# Newbie Question: Surf or Jetties?



## Hack (May 11, 2009)

Like every other person froma state in the SEC, I'm heading down to Destin for a week and a half next Friday.I plan to hit up the beach and the jetties so if you see a confused Arkie using his bass gear on the beach or hear of one getting stuck or breaking his leg on the west jetty, it will probably be me. Say hello, offer first aid if necessary, and don't be afraid to say something if you see me doing anything just over the top stupid.

I've read through the posts here and have a general idea of what I should use, now it's just down to trial and error.

For the surf I plan on going to wally world for the cheapo surf set up (I figure 30 dollars is a good investment to try this out without dropping serious coin on a once a year trip). I'll set the cheapo up and then work the shore with one of my bass setups. For the jetties I plan on just using myfreshwater gearwith the neccesary line/leaders etc. If this is over the top stupid, let me know. 

My question is, if my fishing time ends up being limited, how should I split it up between the beach and the jetties? Mornings/afternoons on the jetties, evenings on the beach? Other way around? If they're biting I would love a pompano or 6 to grill. No real need to catch a million fish, I'd rather go to where I would have a good time and end up with the better stories to tell (or lie about). I'm staying at the Silver Towers (?) so I know fishing the surf anytime between 9am and 5pm is out of the question unless I drive somewhere else. And I know the west jetty is a hike, no problem there. Sowhat should a boatless newbie dothis time of year?

One more question, if I start getting withdrawals, is there anywhere halfway close to Destin to do some bass fishing?


----------



## JimD (Nov 27, 2007)

I can't help you with your question as I have never been to the Destin area. But as a fellow Arkie who will be in Orange Beach next week, I just wanted to say hi and GO HOGS!

Have fun.


----------



## Sailor50 (Nov 8, 2007)

I would hit the beach in the morning, not sure if the pompano are still running as I have been out of town for awhile. However, think you will have better luck at the west jetty, especially when the tide is moving (I prefer an outgoing tide). It is nice out there in the morning and afternoons with all the boat traffic, etc, and more possibilities (spanish mackerel, bluefish, pompano, redfish, etc) I would take a few sabikis with me too as the bait fish are supposed to be in and you usually have good luck with live bait out there.


----------



## Hack (May 11, 2009)

Thanks for the tips Sailor. I'm heading down that way this afternoon for the rest of the month...the weather forecast is not encouraging. The west jetty doesn't look like the kind of place you want to be if a storm rolls in.


----------



## mpmorr (Oct 3, 2007)

Like they said, the west Jetty normally is a little better than the east, but one heck of a haul. Make sure you have very good shoes on. Dont go with flip flops. Take pleny of water as well (once you get there, you might as well stay put a while). Get a couple of Gotcha's and some 30lb flourocarbon leader and you will probably have a ball catching blues. They are toothy so bring a pair of plyers to get the trebles out. Also head down to Henderson Beach with a Pomp rig in the early morning and do a little sight fishing for Pomps or whatever. Bring two set-ups. A jig rig and a gotcha rig (also some shrimp are the ticket). Also believe it or not a Rapala will work well also. So will a rattle trap. Oh Yeah GO HOGS!!!!!!!!!!!!!!!!! Good luck and have fun. Might want to get a fish-id card and read up on the local regs. If the weather looks crappy you can fish the Destin Bridge, usually a smorgasborg hanging out there. Stop by Half-Hitch and ask a few questions, they are pretty helpful everytime I am in there. Did I mention GO HOGS!!!!! Good luck and tight lines.
+===+
**Aim 1**
How would the rows read from the line containing "mark: treeline |" through the end of the rows if "one pin per instance" were switched to "a single pin for each instance"? Give that part again with nothing else changed.

[Rows from a pointing dataset]
+===+
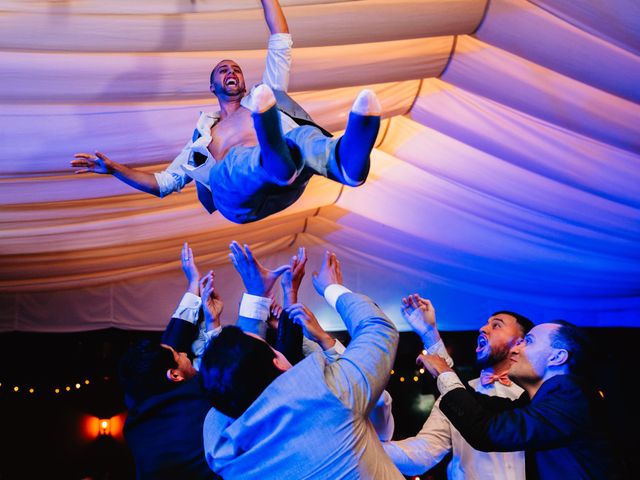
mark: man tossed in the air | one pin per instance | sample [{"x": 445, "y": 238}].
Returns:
[{"x": 255, "y": 156}]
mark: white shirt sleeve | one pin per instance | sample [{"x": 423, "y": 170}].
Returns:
[
  {"x": 255, "y": 307},
  {"x": 448, "y": 381},
  {"x": 188, "y": 308},
  {"x": 440, "y": 350},
  {"x": 382, "y": 418},
  {"x": 333, "y": 292},
  {"x": 174, "y": 178},
  {"x": 278, "y": 66}
]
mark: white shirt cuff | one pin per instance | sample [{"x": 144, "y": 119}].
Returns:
[
  {"x": 280, "y": 40},
  {"x": 255, "y": 307},
  {"x": 448, "y": 381},
  {"x": 333, "y": 292},
  {"x": 166, "y": 183},
  {"x": 335, "y": 352},
  {"x": 439, "y": 349},
  {"x": 188, "y": 308}
]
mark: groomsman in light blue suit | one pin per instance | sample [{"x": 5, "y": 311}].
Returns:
[{"x": 271, "y": 420}]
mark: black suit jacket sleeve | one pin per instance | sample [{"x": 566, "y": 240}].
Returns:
[{"x": 558, "y": 413}]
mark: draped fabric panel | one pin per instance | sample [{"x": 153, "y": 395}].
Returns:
[{"x": 505, "y": 174}]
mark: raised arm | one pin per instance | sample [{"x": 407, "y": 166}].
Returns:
[
  {"x": 274, "y": 16},
  {"x": 258, "y": 282},
  {"x": 101, "y": 164},
  {"x": 360, "y": 375}
]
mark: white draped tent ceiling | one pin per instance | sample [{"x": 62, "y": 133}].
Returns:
[{"x": 506, "y": 174}]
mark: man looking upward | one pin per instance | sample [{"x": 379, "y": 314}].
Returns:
[{"x": 255, "y": 156}]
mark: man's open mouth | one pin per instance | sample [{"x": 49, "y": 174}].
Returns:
[{"x": 482, "y": 342}]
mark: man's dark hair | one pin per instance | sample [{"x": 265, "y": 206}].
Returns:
[
  {"x": 143, "y": 370},
  {"x": 235, "y": 370},
  {"x": 575, "y": 341},
  {"x": 524, "y": 322}
]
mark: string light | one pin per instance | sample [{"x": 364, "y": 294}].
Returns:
[{"x": 43, "y": 389}]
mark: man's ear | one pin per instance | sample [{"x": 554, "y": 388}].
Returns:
[
  {"x": 175, "y": 375},
  {"x": 560, "y": 357}
]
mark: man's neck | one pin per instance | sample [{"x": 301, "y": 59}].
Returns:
[
  {"x": 498, "y": 368},
  {"x": 229, "y": 105}
]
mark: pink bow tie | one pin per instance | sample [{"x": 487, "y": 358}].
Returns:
[{"x": 487, "y": 378}]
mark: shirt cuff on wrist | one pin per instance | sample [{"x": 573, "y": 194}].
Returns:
[
  {"x": 448, "y": 381},
  {"x": 255, "y": 307},
  {"x": 188, "y": 308},
  {"x": 333, "y": 292}
]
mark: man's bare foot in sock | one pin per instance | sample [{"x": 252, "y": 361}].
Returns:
[
  {"x": 367, "y": 104},
  {"x": 357, "y": 142}
]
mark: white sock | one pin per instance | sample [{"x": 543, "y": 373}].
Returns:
[{"x": 367, "y": 104}]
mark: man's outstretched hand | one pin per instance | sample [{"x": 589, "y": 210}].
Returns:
[
  {"x": 421, "y": 316},
  {"x": 434, "y": 364},
  {"x": 292, "y": 278},
  {"x": 328, "y": 274},
  {"x": 211, "y": 301},
  {"x": 310, "y": 325},
  {"x": 257, "y": 279},
  {"x": 88, "y": 163},
  {"x": 190, "y": 269}
]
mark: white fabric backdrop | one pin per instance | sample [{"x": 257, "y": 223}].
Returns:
[{"x": 505, "y": 175}]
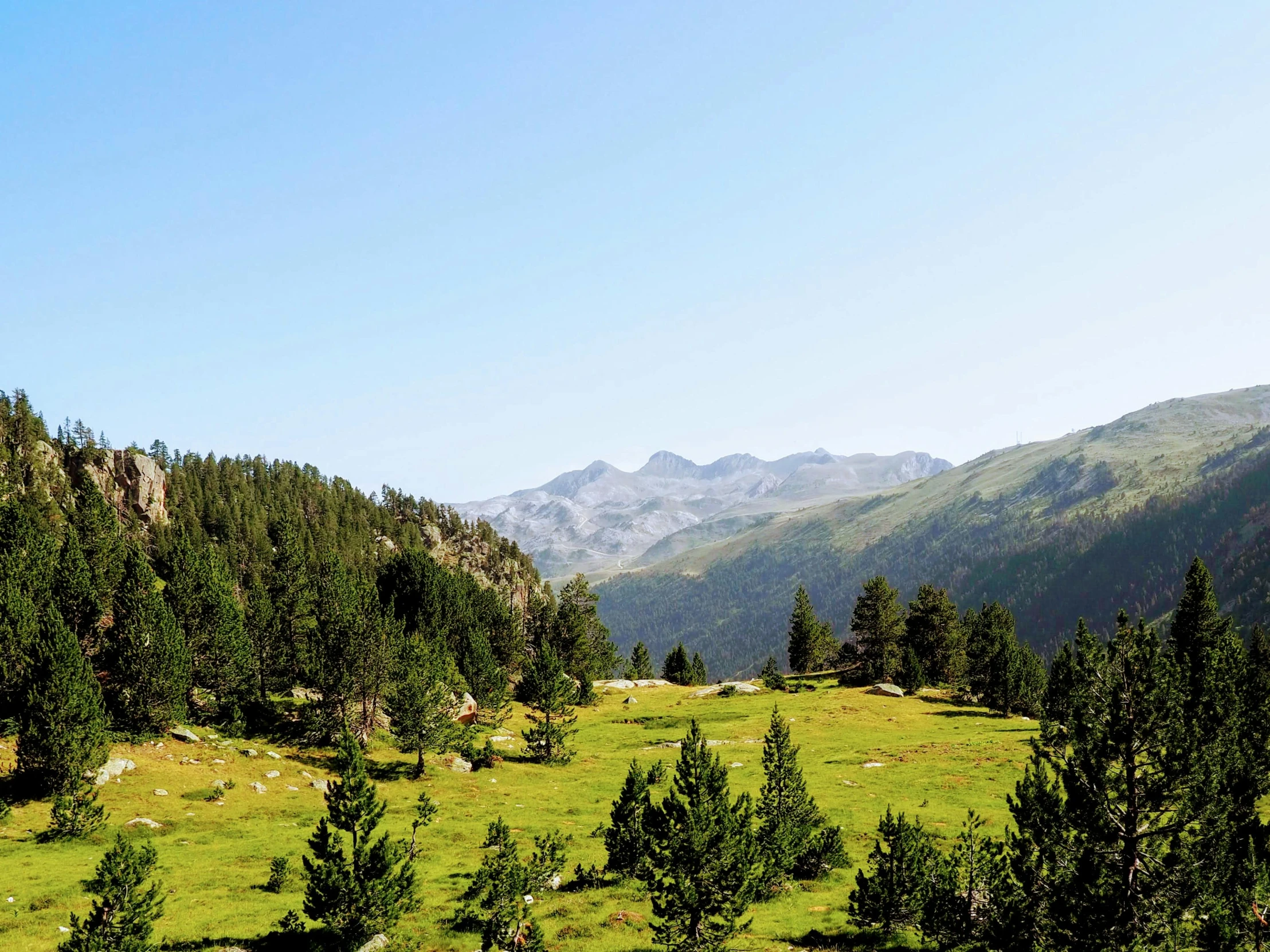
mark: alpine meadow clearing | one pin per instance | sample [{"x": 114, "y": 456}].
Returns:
[{"x": 938, "y": 760}]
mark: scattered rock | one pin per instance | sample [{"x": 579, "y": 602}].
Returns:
[
  {"x": 741, "y": 687},
  {"x": 467, "y": 710},
  {"x": 887, "y": 690},
  {"x": 108, "y": 771}
]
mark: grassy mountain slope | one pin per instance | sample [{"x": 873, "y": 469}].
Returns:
[{"x": 1081, "y": 525}]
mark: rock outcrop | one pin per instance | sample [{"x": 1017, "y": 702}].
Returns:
[{"x": 132, "y": 481}]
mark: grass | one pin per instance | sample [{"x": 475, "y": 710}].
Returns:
[{"x": 214, "y": 859}]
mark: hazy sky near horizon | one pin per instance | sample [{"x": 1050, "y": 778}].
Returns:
[{"x": 461, "y": 248}]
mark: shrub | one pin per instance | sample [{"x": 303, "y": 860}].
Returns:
[{"x": 280, "y": 871}]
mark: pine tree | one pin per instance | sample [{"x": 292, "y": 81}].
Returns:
[
  {"x": 75, "y": 813},
  {"x": 498, "y": 889},
  {"x": 676, "y": 668},
  {"x": 771, "y": 676},
  {"x": 642, "y": 662},
  {"x": 878, "y": 624},
  {"x": 422, "y": 705},
  {"x": 549, "y": 692},
  {"x": 61, "y": 729},
  {"x": 703, "y": 866},
  {"x": 201, "y": 596},
  {"x": 932, "y": 630},
  {"x": 626, "y": 837},
  {"x": 699, "y": 669},
  {"x": 1107, "y": 859},
  {"x": 101, "y": 540},
  {"x": 891, "y": 895},
  {"x": 579, "y": 638},
  {"x": 487, "y": 679},
  {"x": 1228, "y": 773},
  {"x": 790, "y": 839},
  {"x": 292, "y": 598},
  {"x": 812, "y": 645},
  {"x": 146, "y": 655},
  {"x": 369, "y": 889},
  {"x": 957, "y": 912},
  {"x": 124, "y": 913}
]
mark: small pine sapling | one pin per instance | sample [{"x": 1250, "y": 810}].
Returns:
[{"x": 75, "y": 814}]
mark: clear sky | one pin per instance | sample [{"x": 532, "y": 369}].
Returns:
[{"x": 460, "y": 248}]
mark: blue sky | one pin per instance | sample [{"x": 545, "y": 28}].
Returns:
[{"x": 461, "y": 248}]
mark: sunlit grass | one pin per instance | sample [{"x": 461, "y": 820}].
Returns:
[{"x": 938, "y": 761}]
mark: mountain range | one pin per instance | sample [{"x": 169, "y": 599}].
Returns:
[
  {"x": 602, "y": 520},
  {"x": 1095, "y": 521}
]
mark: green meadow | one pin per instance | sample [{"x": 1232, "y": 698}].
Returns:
[{"x": 938, "y": 760}]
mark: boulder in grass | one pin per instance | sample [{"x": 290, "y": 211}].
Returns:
[
  {"x": 887, "y": 690},
  {"x": 108, "y": 771}
]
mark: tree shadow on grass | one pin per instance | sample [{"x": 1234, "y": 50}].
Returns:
[{"x": 857, "y": 939}]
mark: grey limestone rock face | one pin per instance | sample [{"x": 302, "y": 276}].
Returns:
[{"x": 887, "y": 690}]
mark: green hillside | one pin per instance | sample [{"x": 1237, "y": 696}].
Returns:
[
  {"x": 938, "y": 758},
  {"x": 1084, "y": 525}
]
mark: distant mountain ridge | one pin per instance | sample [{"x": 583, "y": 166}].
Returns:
[
  {"x": 1085, "y": 525},
  {"x": 601, "y": 520}
]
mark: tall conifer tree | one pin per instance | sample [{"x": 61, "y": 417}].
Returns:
[
  {"x": 790, "y": 839},
  {"x": 61, "y": 729},
  {"x": 146, "y": 655},
  {"x": 703, "y": 867},
  {"x": 549, "y": 694},
  {"x": 878, "y": 624}
]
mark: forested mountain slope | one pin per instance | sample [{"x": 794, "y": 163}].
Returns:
[{"x": 1084, "y": 525}]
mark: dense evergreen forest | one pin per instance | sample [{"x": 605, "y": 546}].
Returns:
[
  {"x": 145, "y": 589},
  {"x": 1090, "y": 565}
]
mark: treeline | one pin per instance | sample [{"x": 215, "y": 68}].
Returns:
+===+
**Aim 2**
Answer these about the thread:
(a) Where does Hack say he is staying?
(b) Which tide does Sailor50 prefer at the west jetty?
(c) What weight of fluorocarbon leader does mpmorr suggest?

**Complete output 1**
mark: treeline | a single pin for each instance | sample [{"x": 215, "y": 68}].
Returns:

**Complete output 2**
(a) The Silver Towers.
(b) An outgoing tide.
(c) 30lb.